===== Trecho do texto
FOMC
No comunicado do FOMC de logo mais,
acho que a mensagem que irá prevalecer será uma mensagem de gradualismo, na
linha daquela apresentada por Yellen no Congresso. Contudo, acredito que haja
espaço para algumas alterações no comunicado:
- “Labor market indicators generally showed further
improvement. The
unemployment rate, though lower, remains elevated.”
-
“…labor market
conditions will continue to improve gradually, moving toward those the
Committee judges consistent with its dual mandate”
Estes dois trechos acima poderiam ser
alterados para uma mensagem um pouco mais otimista. Não costuma ser do feitio
deste Fed, liderado por Yellen, sinalizações muito duras. Contudo, se optarem pela frase dita por Yellen no
Congresso, será visto como uma mensagem hawkish: “If the labour
market continues to improve more quickly than anticipated . . . then increases in the
federal funds rate target likely would occur sooner and be more rapid than
currently envisioned.”
- “The Committee sees the risks to the outlook for the
economy and the labor market as nearly balanced.”
Acho difícil alterarem o balanço de
riscos já nesta reunião, especialmente com os números de inflação ainda
contidos. Contudo, caso ocorra a mudança, será claramente hawkish.
- “The Committee continues to anticipate, based on its
assessment of these factors, that it likely will be appropriate to maintain the
current target range for the federal funds rate for a considerable time
after the asset purchase program ends, especially if projected inflation
continues to run below the Committee's 2 percent longer-run goal, and provided
that longer-term inflation expectations remain well anchored.”
Acho difícil retirarem o termo “considerable
time” já nesta reunião, mas com certeza o debate em torno do timing
para esta mudança está crescendo.
Finalmente, será importante ver se
Fisher, Bullard ou Plosser irão optar por serem dissenso já nesta reunião.
Net/net, um
comunicado idêntico ao anterior deve ser lido como dovish. Se ocorrerem
mudanças, devem ser na ponta hawkish. Os últimos números da economia
favorecem um viés mais hawkish do comitê, mas sem perder de vista que o
gradualismo ainda será a mensagem principal. As mudanças, se ocorrerem, serão
no timing do começo do processo, mas não no nível terminal dos juros.
Comunicado
do FOMC:
Information received since the Federal Open Market Committee met
in April indicates that growth in economic activity has rebounded in recent
months. Labor market indicators generally showed further improvement. The
unemployment rate, though lower, remains elevated.
Household spending appears to be rising moderately and business fixed
investment resumed its advance, while the recovery in the housing sector
remained slow. Fiscal policy is restraining economic growth, although the
extent of restraint is diminishing. Inflation has been running below the
Committee's longer-run objective, but longer-term inflation expectations have
remained stable.
Consistent with its statutory mandate, the Committee seeks to
foster maximum employment and price stability. The Committee expects that, with
appropriate policy accommodation, economic activity will expand at a moderate
pace and labor market conditions will continue to improve gradually, moving
toward those the Committee judges consistent with its dual mandate. The
Committee sees the risks to the outlook for the economy and the labor market as
nearly balanced. The Committee recognizes that inflation persistently below its 2
percent objective could pose risks to economic performance, and it is
monitoring inflation developments carefully for evidence that inflation will
move back toward its objective over the medium term.
==========
===== Material fornecido
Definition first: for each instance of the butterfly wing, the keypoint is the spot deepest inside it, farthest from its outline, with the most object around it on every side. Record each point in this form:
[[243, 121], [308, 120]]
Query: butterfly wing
==========
O que fazer — Copie fielmente o trecho do comentário sobre o comunicado do FOMC, começando em "Estes dois trechos" e seguindo até "será claramente hawkish.". As linhas fornecidas não têm nenhum papel nesta atividade.

Resolução do exercício —
Estes dois trechos acima poderiam ser
alterados para uma mensagem um pouco mais otimista. Não costuma ser do feitio
deste Fed, liderado por Yellen, sinalizações muito duras. Contudo, se optarem pela frase dita por Yellen no
Congresso, será visto como uma mensagem hawkish: “If the labour
market continues to improve more quickly than anticipated . . . then increases in the
federal funds rate target likely would occur sooner and be more rapid than
currently envisioned.”
- “The Committee sees the risks to the outlook for the
economy and the labor market as nearly balanced.”
Acho difícil alterarem o balanço de
riscos já nesta reunião, especialmente com os números de inflação ainda
contidos. Contudo, caso ocorra a mudança, será claramente hawkish.